Consigne: Traduisez en anglais la phrase « La pharma mise à part, la branche s'en sort néanmoins mieux que d'autres secteurs exportateurs. », tirée du texte ci-dessous sur l'horlogerie suisse.

Texte à lire:
>>>>

C'est ce qui s'est déjà passé avec l'inflexion survenue à compter du mois de juillet, avec un taux cumulé qui a ralenti de 12% à la fin du premier semestre à 7% à fin novembre. "La demande s'est normalisée après le rattrapage postpandémie", constate le président de la Fédération de l'industrie horlogère suisse (FH).

Ensuite, l'économie souffre des incertitudes géopolitiques, avec l'Ukraine et le conflit israélo-palestinien. "Si l'on y ajoute l'impact de l'inflation et du franc fort, on comprend mieux la perte de confiance", relève Jean-Daniel Pasche. La pharma mise à part, la branche s'en sort néanmoins mieux que d'autres secteurs exportateurs.

Croissance de l'emploi

Notamment que l'industrie des machines, le textile ou l'alimentaire. Avec le tassement attendu de la croissance, "à un haut niveau cependant", les marques horlogères font preuve de prudence. Ce qui peut affecter des sous-traitants ou des fabricants de machines. "Des ajustements pour éviter la constitution de stocks", précise-t-il.

"Et comme de tout temps, des différences existent entre entreprises du secteur", répète le président de la FH. Un secteur par ailleurs dont les effectifs ont bondi en 2023 pour dépasser la barre des 65'000 collaborateurs, une première depuis plus de 50 ans, selon la statistique de la Convention patronale de l'industrie horlogère.

L'analyse des exportations sur 11 mois cette année montre que seuls des 3 des 30 premiers marchés ont subi une baisse (Corée du Sud, Qatar et Bahreïn). Le trio de tête demeure, avec les Etats-Unis (+6,6% à 3,82 milliards) devant la Chine et Hong Kong, l'ancienne colonie britannique signant une hausse de 24% à 2,18 milliards.

Libre-échange capital

En revanche, le rattrapage ne s'est pas révélé aussi fort qu'escompté pour la Chine (+7,8% à 2,58 milliards de francs suisses), dont l'économie ralentit. Derrière, le Japon et le Royaume-Uni restent solides, avec la faiblesse de leurs monnaies qui favorisent les achats de montres suisses par des touristes s'y trouvant.

<<<<

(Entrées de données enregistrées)

>>>>

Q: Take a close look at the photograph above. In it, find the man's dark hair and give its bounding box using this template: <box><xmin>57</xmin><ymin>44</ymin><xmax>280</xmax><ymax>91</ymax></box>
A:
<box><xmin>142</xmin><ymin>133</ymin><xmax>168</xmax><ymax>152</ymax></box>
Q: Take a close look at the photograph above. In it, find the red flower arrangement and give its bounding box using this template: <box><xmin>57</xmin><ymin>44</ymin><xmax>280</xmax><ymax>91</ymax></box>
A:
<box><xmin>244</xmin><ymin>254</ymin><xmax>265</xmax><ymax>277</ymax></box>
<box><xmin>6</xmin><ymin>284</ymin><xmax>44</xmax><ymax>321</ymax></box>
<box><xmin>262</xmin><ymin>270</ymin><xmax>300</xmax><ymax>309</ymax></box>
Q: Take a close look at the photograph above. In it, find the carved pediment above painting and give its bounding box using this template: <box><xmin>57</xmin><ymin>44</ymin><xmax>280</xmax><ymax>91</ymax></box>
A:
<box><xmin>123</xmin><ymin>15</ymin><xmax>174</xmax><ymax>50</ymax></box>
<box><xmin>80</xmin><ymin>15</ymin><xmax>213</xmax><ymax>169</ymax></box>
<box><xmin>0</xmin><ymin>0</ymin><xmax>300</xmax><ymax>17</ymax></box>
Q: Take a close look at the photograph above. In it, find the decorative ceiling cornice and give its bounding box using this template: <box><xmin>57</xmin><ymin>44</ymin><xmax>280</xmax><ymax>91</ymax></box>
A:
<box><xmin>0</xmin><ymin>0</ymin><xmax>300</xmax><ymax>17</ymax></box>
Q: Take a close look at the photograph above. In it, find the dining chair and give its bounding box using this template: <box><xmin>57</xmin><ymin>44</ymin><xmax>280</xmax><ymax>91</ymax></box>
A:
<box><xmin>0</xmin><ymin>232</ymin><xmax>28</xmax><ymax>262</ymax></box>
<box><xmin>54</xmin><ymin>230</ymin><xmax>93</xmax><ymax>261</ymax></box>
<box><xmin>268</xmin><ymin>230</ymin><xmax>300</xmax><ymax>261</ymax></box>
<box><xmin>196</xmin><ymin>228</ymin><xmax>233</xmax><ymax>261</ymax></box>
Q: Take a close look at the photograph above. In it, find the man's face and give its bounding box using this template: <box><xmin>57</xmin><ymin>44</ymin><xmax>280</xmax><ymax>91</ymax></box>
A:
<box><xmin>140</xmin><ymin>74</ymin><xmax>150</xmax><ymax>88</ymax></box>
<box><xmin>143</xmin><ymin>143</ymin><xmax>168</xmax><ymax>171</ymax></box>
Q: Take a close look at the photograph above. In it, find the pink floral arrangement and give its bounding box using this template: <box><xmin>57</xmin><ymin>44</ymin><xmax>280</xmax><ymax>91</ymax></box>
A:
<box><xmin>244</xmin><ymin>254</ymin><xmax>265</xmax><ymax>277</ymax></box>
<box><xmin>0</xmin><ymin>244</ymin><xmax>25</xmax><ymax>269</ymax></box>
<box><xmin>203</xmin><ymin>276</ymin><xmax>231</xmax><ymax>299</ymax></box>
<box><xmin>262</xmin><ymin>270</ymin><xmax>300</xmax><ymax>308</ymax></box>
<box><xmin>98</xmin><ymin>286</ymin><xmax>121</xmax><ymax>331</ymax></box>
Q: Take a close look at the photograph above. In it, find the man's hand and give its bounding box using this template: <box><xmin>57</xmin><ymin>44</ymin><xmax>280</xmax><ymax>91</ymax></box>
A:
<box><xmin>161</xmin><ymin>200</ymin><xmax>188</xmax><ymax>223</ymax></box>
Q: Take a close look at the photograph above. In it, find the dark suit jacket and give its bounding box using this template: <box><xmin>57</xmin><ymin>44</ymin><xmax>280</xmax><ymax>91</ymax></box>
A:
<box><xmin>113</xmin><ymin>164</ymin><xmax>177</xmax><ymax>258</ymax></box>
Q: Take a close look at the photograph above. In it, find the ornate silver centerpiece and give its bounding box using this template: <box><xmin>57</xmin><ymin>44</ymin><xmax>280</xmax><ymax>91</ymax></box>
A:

<<<<

Tâche réalisée: Pharmaceuticals aside, the industry is nevertheless faring better than other export sectors.